§ Instruction
Swap "For instance" for "For example" everywhere in the data below, changing nothing else, and leave the pictures out of your answer.

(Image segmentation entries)

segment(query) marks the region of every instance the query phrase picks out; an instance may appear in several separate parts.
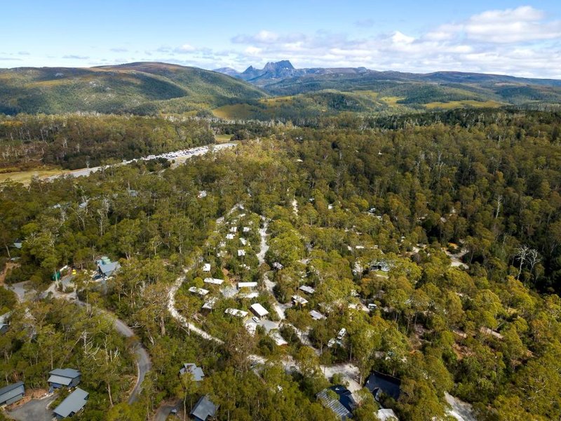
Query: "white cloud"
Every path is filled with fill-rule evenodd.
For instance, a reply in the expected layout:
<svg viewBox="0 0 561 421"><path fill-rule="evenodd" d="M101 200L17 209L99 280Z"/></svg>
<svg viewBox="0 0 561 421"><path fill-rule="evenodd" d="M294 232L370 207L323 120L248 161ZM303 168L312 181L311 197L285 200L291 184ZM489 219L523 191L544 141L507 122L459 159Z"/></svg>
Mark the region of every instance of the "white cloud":
<svg viewBox="0 0 561 421"><path fill-rule="evenodd" d="M192 53L193 51L196 51L196 48L189 44L183 44L182 46L175 48L175 51L177 53Z"/></svg>
<svg viewBox="0 0 561 421"><path fill-rule="evenodd" d="M513 43L561 36L561 21L544 21L545 13L532 6L489 11L472 16L464 25L470 39L485 42Z"/></svg>
<svg viewBox="0 0 561 421"><path fill-rule="evenodd" d="M561 22L548 20L546 13L531 6L485 11L414 36L396 29L362 37L327 31L304 34L263 29L234 36L232 48L221 51L184 44L154 52L180 64L238 70L290 60L297 67L363 66L377 70L457 70L561 78ZM179 53L183 55L177 61L173 54Z"/></svg>

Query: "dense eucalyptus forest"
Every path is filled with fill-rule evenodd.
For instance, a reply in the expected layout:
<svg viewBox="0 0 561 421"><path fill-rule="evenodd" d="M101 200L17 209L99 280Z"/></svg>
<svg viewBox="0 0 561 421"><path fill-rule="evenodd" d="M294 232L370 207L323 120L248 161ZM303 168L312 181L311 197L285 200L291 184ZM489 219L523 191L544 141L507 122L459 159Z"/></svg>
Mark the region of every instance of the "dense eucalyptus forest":
<svg viewBox="0 0 561 421"><path fill-rule="evenodd" d="M91 306L53 291L29 304L0 288L13 327L0 336L2 377L44 387L53 366L80 366L92 393L80 420L150 419L177 399L188 413L207 395L219 420L319 421L335 417L316 394L346 381L326 368L350 364L360 387L373 370L401 380L397 400L357 392L355 420L376 420L379 405L402 420L445 420L445 394L472 404L478 420L558 419L560 126L555 112L514 109L342 114L300 126L1 117L6 166L32 158L79 168L211 143L217 134L238 140L173 168L138 163L0 185L6 286L28 281L39 295L68 265L78 298ZM259 229L268 238L262 262ZM243 247L223 244L239 232L247 232ZM100 287L90 281L102 255L121 267ZM215 307L203 312L205 300L189 290L208 288L203 262L213 278L257 282L258 294L212 290ZM178 279L179 313L219 341L170 314ZM306 307L285 305L303 284L315 289ZM252 302L282 319L288 344L224 314ZM151 356L133 405L130 344L91 309L134 328ZM311 318L311 309L324 317ZM342 327L344 340L330 345ZM96 358L100 366L92 366L92 349L107 356ZM252 355L264 362L256 366ZM203 368L203 380L178 375L187 362Z"/></svg>

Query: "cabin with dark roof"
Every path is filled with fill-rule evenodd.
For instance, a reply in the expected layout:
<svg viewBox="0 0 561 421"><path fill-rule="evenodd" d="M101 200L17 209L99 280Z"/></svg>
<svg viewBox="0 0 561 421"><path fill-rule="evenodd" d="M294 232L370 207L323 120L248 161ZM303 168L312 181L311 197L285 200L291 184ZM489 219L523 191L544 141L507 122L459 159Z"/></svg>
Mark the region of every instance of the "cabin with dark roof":
<svg viewBox="0 0 561 421"><path fill-rule="evenodd" d="M388 374L384 374L379 371L374 371L366 380L364 385L374 395L377 401L380 401L380 397L384 394L395 401L399 399L401 391L401 380Z"/></svg>
<svg viewBox="0 0 561 421"><path fill-rule="evenodd" d="M67 417L72 417L83 409L88 402L88 394L85 390L77 387L72 393L55 408L57 420L62 420Z"/></svg>
<svg viewBox="0 0 561 421"><path fill-rule="evenodd" d="M106 256L103 256L96 263L97 264L97 276L102 276L104 279L112 276L121 268L119 262L111 262L111 259Z"/></svg>
<svg viewBox="0 0 561 421"><path fill-rule="evenodd" d="M25 395L23 382L18 382L0 389L0 406L17 402Z"/></svg>
<svg viewBox="0 0 561 421"><path fill-rule="evenodd" d="M50 392L61 387L76 387L81 380L80 372L74 368L55 368L49 374L50 377L47 382Z"/></svg>
<svg viewBox="0 0 561 421"><path fill-rule="evenodd" d="M208 396L204 396L195 403L189 415L195 421L208 421L215 417L217 410L218 406L215 405Z"/></svg>
<svg viewBox="0 0 561 421"><path fill-rule="evenodd" d="M180 369L180 375L183 375L186 373L190 373L193 376L193 380L196 382L201 381L203 377L205 377L203 369L192 363L185 363L183 364L183 367Z"/></svg>
<svg viewBox="0 0 561 421"><path fill-rule="evenodd" d="M344 386L337 385L324 389L316 396L323 406L330 409L341 420L353 417L353 411L356 408L356 402L353 399L351 391Z"/></svg>

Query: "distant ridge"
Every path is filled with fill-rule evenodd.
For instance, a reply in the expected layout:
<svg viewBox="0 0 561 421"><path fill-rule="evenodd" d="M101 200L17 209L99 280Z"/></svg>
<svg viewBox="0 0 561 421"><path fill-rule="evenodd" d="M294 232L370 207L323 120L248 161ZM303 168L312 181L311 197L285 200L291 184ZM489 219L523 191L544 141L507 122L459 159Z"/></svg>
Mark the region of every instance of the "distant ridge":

§ Solved problem
segment(query) marks the region of every instance the query phrase picks out; an instance may appear in several separate parts.
Query: "white cloud"
Every path is filled with fill-rule evenodd.
For example, a reply in the expected layout:
<svg viewBox="0 0 561 421"><path fill-rule="evenodd" d="M101 200L17 209L99 280Z"/></svg>
<svg viewBox="0 0 561 421"><path fill-rule="evenodd" d="M294 232L370 207L323 120L248 161ZM303 168L312 181L311 197L285 200L291 184ZM489 219L523 191L544 141L507 122L459 159Z"/></svg>
Mark the region of every instance of the "white cloud":
<svg viewBox="0 0 561 421"><path fill-rule="evenodd" d="M192 53L193 51L196 51L196 48L189 44L183 44L182 46L175 48L175 51L177 53Z"/></svg>
<svg viewBox="0 0 561 421"><path fill-rule="evenodd" d="M513 43L561 36L561 21L544 21L545 13L532 6L489 11L472 16L464 25L470 39L485 42Z"/></svg>
<svg viewBox="0 0 561 421"><path fill-rule="evenodd" d="M561 22L548 20L546 13L531 6L485 11L414 36L396 29L362 37L327 31L304 34L263 29L234 36L232 48L221 51L184 44L154 52L180 64L238 70L290 60L297 67L363 66L377 70L457 70L561 78ZM179 53L183 55L177 61L173 54Z"/></svg>

Query: "dense eucalyptus forest"
Every path is filled with fill-rule evenodd.
For example, a reply in the expected layout:
<svg viewBox="0 0 561 421"><path fill-rule="evenodd" d="M101 200L17 209L99 280Z"/></svg>
<svg viewBox="0 0 561 421"><path fill-rule="evenodd" d="M294 232L370 207L323 120L248 161ZM303 168L312 181L311 197L285 200L291 184ZM489 219L523 191L544 141L507 122L459 159Z"/></svg>
Mark the region of every instance of the "dense eucalyptus forest":
<svg viewBox="0 0 561 421"><path fill-rule="evenodd" d="M91 306L53 291L29 304L0 288L13 327L0 336L2 377L44 387L53 366L80 366L92 393L80 420L150 419L177 399L188 413L207 395L219 420L319 421L335 417L316 394L346 381L326 368L350 364L360 387L373 370L401 380L397 400L357 392L355 420L376 420L379 405L402 420L445 420L445 394L472 404L478 420L558 419L560 126L555 112L514 109L342 114L300 126L1 117L6 166L32 158L79 168L211 143L217 134L238 140L173 168L138 163L0 185L6 286L28 281L39 295L68 265L78 298ZM259 229L268 238L262 262ZM243 247L223 244L239 232L247 232ZM100 287L90 281L102 255L121 267ZM215 307L203 312L205 300L189 290L208 288L203 262L213 278L257 282L258 294L212 290ZM178 279L179 313L219 341L170 314ZM306 307L285 305L303 284L315 289ZM252 302L282 319L288 344L224 314ZM151 356L133 405L130 344L91 309L134 328ZM311 318L311 309L324 317ZM342 327L344 340L330 345ZM96 358L100 366L92 366L92 349L107 356ZM252 355L264 362L256 366ZM203 368L203 380L178 375L187 362Z"/></svg>

Query: "cabin with dark roof"
Every path is filled with fill-rule evenodd.
For example, a reply in the expected layout:
<svg viewBox="0 0 561 421"><path fill-rule="evenodd" d="M101 200L17 209L99 280Z"/></svg>
<svg viewBox="0 0 561 421"><path fill-rule="evenodd" d="M294 232L370 207L323 120L248 161ZM303 168L312 181L311 197L285 200L291 184ZM489 219L523 191L544 141L507 122L459 159Z"/></svg>
Mark the region of every instance of the "cabin with dark roof":
<svg viewBox="0 0 561 421"><path fill-rule="evenodd" d="M388 374L384 374L379 371L374 371L366 380L364 385L374 395L377 401L380 401L380 397L384 394L395 401L399 399L401 391L401 380Z"/></svg>
<svg viewBox="0 0 561 421"><path fill-rule="evenodd" d="M67 417L72 417L83 409L88 402L88 394L85 390L77 387L72 393L55 408L57 420L62 420Z"/></svg>
<svg viewBox="0 0 561 421"><path fill-rule="evenodd" d="M106 256L103 256L96 263L97 264L97 276L102 276L104 279L112 276L121 268L119 262L111 262L111 259Z"/></svg>
<svg viewBox="0 0 561 421"><path fill-rule="evenodd" d="M25 395L23 382L18 382L0 389L0 406L17 402Z"/></svg>
<svg viewBox="0 0 561 421"><path fill-rule="evenodd" d="M50 392L61 387L76 387L81 380L80 372L74 368L55 368L49 374L50 377L47 382Z"/></svg>
<svg viewBox="0 0 561 421"><path fill-rule="evenodd" d="M208 396L204 396L195 403L189 415L195 421L208 421L215 417L217 410L218 406L215 405Z"/></svg>
<svg viewBox="0 0 561 421"><path fill-rule="evenodd" d="M180 369L180 375L183 375L186 373L190 373L193 376L193 380L196 382L201 381L203 377L205 377L203 369L192 363L185 363L183 364L183 367Z"/></svg>
<svg viewBox="0 0 561 421"><path fill-rule="evenodd" d="M344 386L337 385L324 389L316 396L323 406L330 409L341 420L353 417L353 411L356 408L356 402L353 399L351 391Z"/></svg>

Query: "distant ridge"
Every path is filled with fill-rule evenodd.
For example, a reply in the expected layout:
<svg viewBox="0 0 561 421"><path fill-rule="evenodd" d="M101 200L17 209L99 280Z"/></svg>
<svg viewBox="0 0 561 421"><path fill-rule="evenodd" d="M294 232L370 207L323 120L248 161ZM303 168L312 181L311 197L285 200L291 184ZM489 219L523 191L544 141L507 122L459 159Z"/></svg>
Mark the region of every instance of the "distant ridge":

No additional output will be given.